**** EXTRAIT DU DOCUMENT

Disposant d’un double monopole politique (violence légitime de l’armée) et économique (rente pétrolière et gazière), l’élite dirigeante issue du mouvement de libération nationale va s’installer durablement au pouvoir. Le résultat de cette stratégie savamment orchestrée, a été de livrer l’économie algérienne « pieds et poings liés » au marché mondial.
Cette intégration suicidaire à l’économie mondiale sans analyse préalable et sans objectif clairement défini a poussé l’ensemble de l’économie nationale à l’importation et l’agriculture en particulier à être incapable de reproduire la force de travail de l’homme en Algérie. Cette dépendance de l’économie aux hydrocarbures répond à une logique de conservation de pouvoir savamment orchestrée et patiemment mise en œuvre dans le seul but est de profiter des richesses du pays en toute impunité sans se soucier du sort des nouvelles générations. Fortement politisée, lourdement équipée, bien encadrée par des professionnels formés en France et au moyen orient, parfaitement entraînée, l’armée des frontières sous le commandement du colonel Boumediene va devenir un instrument redoutable de conquête et de conservation de pouvoir.
Formée sur le tas, s’inspirant dans un premier temps du modèle français puis dans un second temps de l’expérience soviétique, l’armée des frontières va constituer l’ossature d’une armée classique d’un pays souverain en devenir. Elle va très tôt apparaître comme la seule force organisée dans un paysage politique chaotique dominé par des rivalités internes et des convoitises extérieures. L’histoire est un éternel recommencement. Mais ses ambitions ne s’arrêteront pas à la défense de l’intégrité du territoire et de la préservation de l’unité de la nation, elle va s’investir dans la vie politique (instauration du système de Parti Unique avec une représentation importante de l’armée) et s’approprier ainsi le champ économique (nationalisation des hydrocarbures et monopole des importations) pour s’imposer sur la scène internationale comme leader du tiers monde.
L’enjeu réside dans la maîtrise de l’appareil de l’Etat par le biais d’une mainmise sur les centres principaux d’allocation des ressources. En effet, qui dispose de la rente pétrolière et gazière décide de son affectation en fonction de ses intérêts stratégiques. En consacrant les recettes des hydrocarbures comme ressources quasi exclusives dans le financement du budget de l’Etat et du couffin de la ménagère, le pouvoir a condamné à la régression puis à la disparition des autres secteurs notamment la pêche, l’artisanat, l’agriculture. Que faire ? Il n’y a pas de solution individuelle à un problème collectif, pas de maladie sans thérapie, pas de thérapie sans diagnostic, pas de diagnostic sans profession, pas de profession sans éthique et sans déontologie.

********
**** DONNÉES AFFICHÉES

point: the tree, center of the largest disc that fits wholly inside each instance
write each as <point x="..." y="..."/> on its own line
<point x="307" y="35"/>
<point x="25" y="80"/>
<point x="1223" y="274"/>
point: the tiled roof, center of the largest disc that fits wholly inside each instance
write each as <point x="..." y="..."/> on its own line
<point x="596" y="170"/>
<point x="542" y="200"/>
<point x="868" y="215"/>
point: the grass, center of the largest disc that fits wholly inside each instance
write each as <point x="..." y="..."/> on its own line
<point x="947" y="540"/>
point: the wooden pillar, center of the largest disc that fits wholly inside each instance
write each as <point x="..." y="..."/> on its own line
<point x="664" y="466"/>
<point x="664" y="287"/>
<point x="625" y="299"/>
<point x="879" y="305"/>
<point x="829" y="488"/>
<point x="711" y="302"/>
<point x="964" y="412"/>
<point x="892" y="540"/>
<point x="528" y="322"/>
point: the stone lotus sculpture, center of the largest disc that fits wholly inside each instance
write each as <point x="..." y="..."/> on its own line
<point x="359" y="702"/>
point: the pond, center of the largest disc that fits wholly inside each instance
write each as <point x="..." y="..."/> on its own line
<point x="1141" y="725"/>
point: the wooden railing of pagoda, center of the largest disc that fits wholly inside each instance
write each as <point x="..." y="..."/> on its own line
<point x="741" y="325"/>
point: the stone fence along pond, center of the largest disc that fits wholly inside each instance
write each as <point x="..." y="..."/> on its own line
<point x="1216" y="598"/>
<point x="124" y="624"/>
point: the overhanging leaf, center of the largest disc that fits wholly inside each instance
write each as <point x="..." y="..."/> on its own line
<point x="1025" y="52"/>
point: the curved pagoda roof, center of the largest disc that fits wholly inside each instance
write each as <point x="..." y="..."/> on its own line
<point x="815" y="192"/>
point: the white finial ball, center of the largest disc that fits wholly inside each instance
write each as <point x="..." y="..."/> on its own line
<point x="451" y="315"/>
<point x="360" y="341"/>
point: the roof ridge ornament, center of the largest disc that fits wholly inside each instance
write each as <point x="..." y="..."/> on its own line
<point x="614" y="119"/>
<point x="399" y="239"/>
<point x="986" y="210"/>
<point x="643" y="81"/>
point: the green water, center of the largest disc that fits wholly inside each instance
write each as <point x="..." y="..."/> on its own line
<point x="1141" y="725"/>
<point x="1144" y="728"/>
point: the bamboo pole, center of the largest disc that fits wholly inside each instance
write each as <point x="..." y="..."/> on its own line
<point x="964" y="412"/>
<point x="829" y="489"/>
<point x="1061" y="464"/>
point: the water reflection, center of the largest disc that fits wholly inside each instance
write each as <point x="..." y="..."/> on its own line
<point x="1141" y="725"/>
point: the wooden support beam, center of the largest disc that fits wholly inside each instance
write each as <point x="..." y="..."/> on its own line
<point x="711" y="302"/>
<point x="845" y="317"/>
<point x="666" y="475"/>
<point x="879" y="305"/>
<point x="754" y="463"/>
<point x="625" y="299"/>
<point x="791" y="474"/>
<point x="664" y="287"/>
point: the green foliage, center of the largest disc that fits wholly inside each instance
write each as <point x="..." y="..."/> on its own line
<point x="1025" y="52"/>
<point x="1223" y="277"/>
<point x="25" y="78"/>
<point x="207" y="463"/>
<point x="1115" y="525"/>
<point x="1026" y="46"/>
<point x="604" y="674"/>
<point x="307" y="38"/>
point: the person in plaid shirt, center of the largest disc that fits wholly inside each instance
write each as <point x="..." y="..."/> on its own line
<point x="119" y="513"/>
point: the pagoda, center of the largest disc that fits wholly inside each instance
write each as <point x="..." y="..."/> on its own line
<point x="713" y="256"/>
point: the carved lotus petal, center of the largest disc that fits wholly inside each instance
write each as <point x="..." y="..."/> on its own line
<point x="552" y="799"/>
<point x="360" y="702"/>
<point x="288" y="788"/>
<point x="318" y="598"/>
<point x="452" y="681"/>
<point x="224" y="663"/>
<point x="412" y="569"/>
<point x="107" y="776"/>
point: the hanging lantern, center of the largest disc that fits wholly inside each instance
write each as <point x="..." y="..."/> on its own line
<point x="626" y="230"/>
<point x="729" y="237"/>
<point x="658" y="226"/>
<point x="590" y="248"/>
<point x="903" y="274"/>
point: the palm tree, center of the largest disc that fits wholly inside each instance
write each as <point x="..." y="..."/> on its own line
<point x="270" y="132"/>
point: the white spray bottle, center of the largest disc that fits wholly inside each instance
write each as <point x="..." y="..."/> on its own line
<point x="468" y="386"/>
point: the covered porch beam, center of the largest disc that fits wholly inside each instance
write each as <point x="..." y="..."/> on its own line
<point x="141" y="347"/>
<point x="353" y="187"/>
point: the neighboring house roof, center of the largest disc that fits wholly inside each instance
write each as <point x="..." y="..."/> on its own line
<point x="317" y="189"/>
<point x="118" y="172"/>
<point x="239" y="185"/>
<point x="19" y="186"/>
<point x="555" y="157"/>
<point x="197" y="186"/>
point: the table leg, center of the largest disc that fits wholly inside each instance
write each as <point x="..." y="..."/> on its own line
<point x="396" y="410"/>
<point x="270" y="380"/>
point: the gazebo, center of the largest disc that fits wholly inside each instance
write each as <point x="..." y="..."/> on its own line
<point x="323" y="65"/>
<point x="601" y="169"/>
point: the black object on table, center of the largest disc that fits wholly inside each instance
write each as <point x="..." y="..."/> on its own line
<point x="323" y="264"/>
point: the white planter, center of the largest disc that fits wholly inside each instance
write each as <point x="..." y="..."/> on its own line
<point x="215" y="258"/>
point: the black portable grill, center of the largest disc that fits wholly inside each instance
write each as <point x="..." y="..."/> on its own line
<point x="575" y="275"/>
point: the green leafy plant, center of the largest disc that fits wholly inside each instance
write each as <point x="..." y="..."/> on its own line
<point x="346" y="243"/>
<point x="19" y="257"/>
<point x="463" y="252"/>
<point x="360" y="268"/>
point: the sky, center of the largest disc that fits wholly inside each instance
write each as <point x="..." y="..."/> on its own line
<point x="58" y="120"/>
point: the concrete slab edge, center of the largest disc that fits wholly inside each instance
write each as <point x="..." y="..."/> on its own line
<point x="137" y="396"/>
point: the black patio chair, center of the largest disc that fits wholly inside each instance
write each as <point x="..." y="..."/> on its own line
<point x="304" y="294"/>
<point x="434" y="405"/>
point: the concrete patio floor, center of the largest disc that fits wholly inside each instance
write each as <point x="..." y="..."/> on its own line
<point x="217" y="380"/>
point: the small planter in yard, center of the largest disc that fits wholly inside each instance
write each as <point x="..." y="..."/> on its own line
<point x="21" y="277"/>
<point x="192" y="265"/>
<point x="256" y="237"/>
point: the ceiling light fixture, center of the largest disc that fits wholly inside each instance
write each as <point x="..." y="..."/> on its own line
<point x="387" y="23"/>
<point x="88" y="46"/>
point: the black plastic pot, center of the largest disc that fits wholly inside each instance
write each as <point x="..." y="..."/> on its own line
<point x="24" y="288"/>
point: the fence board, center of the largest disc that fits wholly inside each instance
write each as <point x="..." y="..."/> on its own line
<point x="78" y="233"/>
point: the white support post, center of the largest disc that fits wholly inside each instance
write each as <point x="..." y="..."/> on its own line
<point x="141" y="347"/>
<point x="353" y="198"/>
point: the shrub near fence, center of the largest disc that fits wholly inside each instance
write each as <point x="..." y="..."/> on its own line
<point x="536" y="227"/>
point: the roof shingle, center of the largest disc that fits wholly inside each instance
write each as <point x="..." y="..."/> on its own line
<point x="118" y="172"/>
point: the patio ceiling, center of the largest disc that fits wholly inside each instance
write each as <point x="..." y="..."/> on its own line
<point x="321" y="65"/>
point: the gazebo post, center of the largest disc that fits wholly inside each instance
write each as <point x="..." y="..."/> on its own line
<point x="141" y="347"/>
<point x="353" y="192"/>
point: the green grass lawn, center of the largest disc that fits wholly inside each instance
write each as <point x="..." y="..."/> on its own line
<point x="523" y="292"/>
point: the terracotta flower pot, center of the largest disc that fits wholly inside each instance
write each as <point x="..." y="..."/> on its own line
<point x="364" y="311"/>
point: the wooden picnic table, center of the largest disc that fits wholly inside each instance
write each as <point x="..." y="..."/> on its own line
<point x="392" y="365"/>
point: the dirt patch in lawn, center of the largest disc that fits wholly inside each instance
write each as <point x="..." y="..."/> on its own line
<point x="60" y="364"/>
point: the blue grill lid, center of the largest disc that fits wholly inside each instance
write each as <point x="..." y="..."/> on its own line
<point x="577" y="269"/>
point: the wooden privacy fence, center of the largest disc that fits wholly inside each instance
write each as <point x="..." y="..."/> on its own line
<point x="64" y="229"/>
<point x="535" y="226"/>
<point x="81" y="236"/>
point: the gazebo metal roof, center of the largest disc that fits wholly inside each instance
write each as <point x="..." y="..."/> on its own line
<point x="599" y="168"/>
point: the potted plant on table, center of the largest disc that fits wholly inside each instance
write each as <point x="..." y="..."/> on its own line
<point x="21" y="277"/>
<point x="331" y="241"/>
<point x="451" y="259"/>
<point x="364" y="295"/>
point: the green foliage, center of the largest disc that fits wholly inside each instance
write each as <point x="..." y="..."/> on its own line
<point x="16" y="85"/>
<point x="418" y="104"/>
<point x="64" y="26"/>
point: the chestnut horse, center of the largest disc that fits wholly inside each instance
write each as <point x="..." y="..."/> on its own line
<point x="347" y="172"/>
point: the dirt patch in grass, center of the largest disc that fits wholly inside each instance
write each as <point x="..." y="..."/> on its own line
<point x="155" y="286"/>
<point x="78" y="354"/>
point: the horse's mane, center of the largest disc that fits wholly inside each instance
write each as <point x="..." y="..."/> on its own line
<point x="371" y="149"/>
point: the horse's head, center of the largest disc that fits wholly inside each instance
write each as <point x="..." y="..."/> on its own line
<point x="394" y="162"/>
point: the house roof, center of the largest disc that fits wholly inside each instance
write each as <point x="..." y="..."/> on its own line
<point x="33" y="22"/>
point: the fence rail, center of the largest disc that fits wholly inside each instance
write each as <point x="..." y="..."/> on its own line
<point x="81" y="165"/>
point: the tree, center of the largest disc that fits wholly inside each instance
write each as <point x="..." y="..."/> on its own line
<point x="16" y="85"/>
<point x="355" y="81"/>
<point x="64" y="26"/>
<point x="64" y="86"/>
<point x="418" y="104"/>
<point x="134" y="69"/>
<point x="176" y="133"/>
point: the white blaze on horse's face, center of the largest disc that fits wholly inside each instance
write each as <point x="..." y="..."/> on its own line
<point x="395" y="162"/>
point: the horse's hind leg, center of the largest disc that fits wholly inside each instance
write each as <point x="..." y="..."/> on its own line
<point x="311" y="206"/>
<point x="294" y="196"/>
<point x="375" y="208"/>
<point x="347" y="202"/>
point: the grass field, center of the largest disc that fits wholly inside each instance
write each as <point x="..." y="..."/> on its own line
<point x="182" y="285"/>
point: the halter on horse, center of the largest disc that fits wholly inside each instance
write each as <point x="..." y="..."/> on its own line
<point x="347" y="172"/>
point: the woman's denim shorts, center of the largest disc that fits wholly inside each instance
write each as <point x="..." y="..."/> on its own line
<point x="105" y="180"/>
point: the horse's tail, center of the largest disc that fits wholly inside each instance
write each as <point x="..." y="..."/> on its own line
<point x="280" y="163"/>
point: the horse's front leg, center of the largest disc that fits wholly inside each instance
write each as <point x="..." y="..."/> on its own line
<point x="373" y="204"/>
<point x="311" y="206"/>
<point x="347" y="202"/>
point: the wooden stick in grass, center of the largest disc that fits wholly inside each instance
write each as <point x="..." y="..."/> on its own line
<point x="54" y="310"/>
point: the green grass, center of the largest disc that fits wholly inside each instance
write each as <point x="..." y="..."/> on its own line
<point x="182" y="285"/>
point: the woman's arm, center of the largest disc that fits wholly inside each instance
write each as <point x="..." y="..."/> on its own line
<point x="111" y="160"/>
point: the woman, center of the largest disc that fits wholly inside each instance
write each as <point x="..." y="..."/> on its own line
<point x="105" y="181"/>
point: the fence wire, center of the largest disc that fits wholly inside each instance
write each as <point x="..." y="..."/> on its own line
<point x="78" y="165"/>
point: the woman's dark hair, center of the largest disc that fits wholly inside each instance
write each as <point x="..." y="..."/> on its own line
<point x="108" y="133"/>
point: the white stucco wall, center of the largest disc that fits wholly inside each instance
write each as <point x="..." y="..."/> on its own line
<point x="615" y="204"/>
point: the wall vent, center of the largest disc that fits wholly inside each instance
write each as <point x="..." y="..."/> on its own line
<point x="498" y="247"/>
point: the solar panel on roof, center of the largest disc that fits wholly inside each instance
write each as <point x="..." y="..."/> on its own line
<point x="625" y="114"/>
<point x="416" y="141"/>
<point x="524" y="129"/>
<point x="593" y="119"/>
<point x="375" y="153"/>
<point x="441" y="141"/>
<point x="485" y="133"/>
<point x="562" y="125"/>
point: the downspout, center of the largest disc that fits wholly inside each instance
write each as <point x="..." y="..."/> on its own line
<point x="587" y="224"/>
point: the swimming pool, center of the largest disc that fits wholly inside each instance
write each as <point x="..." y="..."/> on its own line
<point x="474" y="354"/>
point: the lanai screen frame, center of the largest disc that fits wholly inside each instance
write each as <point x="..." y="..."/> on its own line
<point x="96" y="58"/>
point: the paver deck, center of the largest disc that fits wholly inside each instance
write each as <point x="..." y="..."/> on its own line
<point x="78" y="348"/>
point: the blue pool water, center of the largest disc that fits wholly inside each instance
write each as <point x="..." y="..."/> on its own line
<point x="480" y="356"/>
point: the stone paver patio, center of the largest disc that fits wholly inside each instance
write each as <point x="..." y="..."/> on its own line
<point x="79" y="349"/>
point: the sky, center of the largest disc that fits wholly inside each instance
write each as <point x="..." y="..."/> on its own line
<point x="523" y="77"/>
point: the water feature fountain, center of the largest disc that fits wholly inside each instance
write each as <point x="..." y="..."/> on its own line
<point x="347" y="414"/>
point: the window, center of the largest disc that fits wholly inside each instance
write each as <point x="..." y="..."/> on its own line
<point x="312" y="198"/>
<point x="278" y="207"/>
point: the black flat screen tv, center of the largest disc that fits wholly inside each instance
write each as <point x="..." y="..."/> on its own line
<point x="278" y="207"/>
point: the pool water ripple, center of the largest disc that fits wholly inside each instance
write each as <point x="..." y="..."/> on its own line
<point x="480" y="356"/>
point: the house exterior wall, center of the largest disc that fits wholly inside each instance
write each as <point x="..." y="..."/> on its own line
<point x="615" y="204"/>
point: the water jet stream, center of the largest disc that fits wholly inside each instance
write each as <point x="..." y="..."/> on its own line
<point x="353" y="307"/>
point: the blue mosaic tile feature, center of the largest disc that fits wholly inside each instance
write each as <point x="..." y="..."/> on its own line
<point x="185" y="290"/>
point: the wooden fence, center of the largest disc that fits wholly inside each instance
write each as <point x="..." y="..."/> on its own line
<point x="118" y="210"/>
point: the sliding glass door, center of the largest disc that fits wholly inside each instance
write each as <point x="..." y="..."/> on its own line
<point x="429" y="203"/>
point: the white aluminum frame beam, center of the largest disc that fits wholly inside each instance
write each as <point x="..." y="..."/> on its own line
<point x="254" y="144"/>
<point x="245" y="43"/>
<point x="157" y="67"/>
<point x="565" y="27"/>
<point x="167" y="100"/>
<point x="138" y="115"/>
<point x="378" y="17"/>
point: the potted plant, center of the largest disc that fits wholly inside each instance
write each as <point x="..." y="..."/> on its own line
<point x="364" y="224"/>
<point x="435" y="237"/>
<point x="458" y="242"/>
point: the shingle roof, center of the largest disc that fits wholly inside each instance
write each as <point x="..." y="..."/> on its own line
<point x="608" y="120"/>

********

CONSIGNE
Donnez la suite de l'extrait sur l'armée, la rente pétrolière et le pouvoir en Algérie, en partant de sa dernière phrase. Les lignes ne jouent aucun rôle dans ce travail.

RÉPONSE ATTENDUE
Le recours à l’histoire s’impose. L’armée au pouvoir a su faire sienne la pensée du chinois Laozi qui disait « pour qu’un Etat soit bien gouverné, il fallait que le peuple ait la tête vide et le ventre plein ». Dans ce sens, le pays a été très bien gouverné de 1962 à nos jours. le pouvoir a compris très tôt que le peuple algérien, longtemps sevré, humilié et spolié par la colonisation, a plus besoin de pain que de savoir, de protection que d’émancipation, de pain que de prières, de subventions que de taxes, de distractions que de travail, de revenus que d’emplois, de sommeil que d’activité. C’est là le secret de la longévité du régime politique algérien. Mais cette longévité a un prix ; la dignité d’un peuple et le défaut d’une élite.
Le colonel Lotfi avait raison de dire « je n’ai pas peur des français car ils vont partir, j’ai peur des hommes qui vont gouverner l’Algérie de demain ». Une hirondelle ne peut faire le printemps dans un monde de faucons. Jadis, dans les temps les plus reculés de l’histoire, les militaires étaient placés au bas de l’échelle sociale juste après les commerçants ; aujourd’hui les militaires dominent les nations partout dans le monde. Quand la queue est la tête, l’humanité ne peut progresser qu’en reculant.